§ Job: Turn the records below into a two-column CSV with the header row input,output and one row per record. Put each record's text under input and its answer under output, with each field in double quotes and any line breaks replaced by spaces.

§ Data:
•••

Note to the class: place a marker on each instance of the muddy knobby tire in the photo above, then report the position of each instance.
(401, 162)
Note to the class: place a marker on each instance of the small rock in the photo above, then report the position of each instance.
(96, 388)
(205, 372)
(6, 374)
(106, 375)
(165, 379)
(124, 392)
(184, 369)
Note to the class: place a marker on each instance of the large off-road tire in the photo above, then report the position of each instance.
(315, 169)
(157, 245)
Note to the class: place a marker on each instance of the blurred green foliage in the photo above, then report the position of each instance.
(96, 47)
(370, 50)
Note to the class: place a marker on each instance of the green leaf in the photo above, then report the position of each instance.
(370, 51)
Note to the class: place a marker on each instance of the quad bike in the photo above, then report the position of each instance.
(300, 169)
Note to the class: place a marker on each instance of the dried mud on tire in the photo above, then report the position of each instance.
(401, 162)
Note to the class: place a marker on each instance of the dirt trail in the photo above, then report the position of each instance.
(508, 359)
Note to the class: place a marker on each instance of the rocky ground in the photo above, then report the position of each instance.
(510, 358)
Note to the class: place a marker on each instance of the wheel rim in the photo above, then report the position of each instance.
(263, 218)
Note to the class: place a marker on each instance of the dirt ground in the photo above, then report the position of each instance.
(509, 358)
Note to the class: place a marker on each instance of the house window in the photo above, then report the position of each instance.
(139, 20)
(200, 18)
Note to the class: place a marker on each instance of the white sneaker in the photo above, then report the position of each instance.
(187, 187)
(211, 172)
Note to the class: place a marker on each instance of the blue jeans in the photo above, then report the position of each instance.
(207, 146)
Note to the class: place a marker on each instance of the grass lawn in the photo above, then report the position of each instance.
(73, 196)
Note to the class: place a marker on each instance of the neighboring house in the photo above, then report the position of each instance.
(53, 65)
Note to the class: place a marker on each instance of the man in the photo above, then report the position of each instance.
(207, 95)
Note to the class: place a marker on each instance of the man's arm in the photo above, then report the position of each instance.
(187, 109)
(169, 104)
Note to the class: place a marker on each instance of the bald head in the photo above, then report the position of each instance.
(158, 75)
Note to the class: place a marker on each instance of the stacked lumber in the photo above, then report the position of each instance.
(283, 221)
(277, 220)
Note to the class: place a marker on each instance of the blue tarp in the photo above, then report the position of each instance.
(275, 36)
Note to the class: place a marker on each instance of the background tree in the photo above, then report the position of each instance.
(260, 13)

•••

§ Expected output:
input,output
"Note to the class: place a marker on each instance of the muddy knobby tire in the photo above, then report the position of each instance.","(401, 162)"
"Note to the class: place a marker on each instance of the small rock in the photo above, then report the position of each instance.","(96, 388) (205, 372) (6, 374) (106, 375) (165, 379) (124, 392) (184, 369)"
"Note to the class: place a marker on each instance of the large off-road tire in the photo above, then report the position of each instance.","(315, 169) (157, 245)"
"Note to the class: place a marker on each instance of the blurred green foliage in the photo above, then report the position of each instance.","(96, 47) (370, 50)"
"Note to the class: place a marker on each instance of the green leaf in the photo above, then report the position of each instance.","(370, 51)"
"Note to the class: place a marker on each instance of the quad bike in the photo above, then report the position of each instance.","(300, 169)"
"Note to the class: place a marker on each instance of the dried mud on tire in the photo above, then report the position of each instance.","(401, 162)"
"Note to the class: place a marker on each instance of the dirt trail in the photo above, then report the position of each instance.","(508, 359)"
"Note to the class: place a marker on each instance of the rocky ground in the photo above, then report the position of each instance.","(510, 358)"
"Note to the class: place a marker on each instance of the wheel rim in the photo above, then report the position of each instance.","(263, 218)"
"Note to the class: place a marker on each instance of the dirt ground in the photo above, then report the position of each instance.","(509, 358)"
"Note to the class: place a marker on each instance of the house window in the photo above, then report the position of each instance.","(139, 20) (200, 18)"
"Note to the class: place a marker on each instance of the white sneaker in the photo above, then report the position of each instance.","(187, 187) (211, 172)"
"Note to the class: place a marker on each instance of the blue jeans in the photo above, then report the position of each instance.","(207, 146)"
"Note to the class: place a marker on each instance of the grass lawn in the photo above, then report the position of each instance.","(73, 196)"
"Note to the class: place a marker on each instance of the neighboring house in the photo above, then report the position of each instance.","(53, 65)"
"Note to the class: place a marker on each instance of the man in the photo above, then report the position of each instance.","(207, 95)"
"Note to the class: place a marker on each instance of the man's arm in the photo above, then report the position of each instance.","(187, 109) (169, 104)"
"Note to the class: place a marker on each instance of the bald head in the photo above, then report the position of each instance.","(158, 75)"
"Note to the class: place a marker on each instance of the stacked lumber in the photo above, then report the position of each instance.","(283, 221) (277, 220)"
"Note to the class: place a marker on each instance of the blue tarp in the photo above, then report the position of each instance.","(275, 36)"
"Note to the class: place a marker on each instance of the background tree in the photo above, then report the position of each instance.","(260, 13)"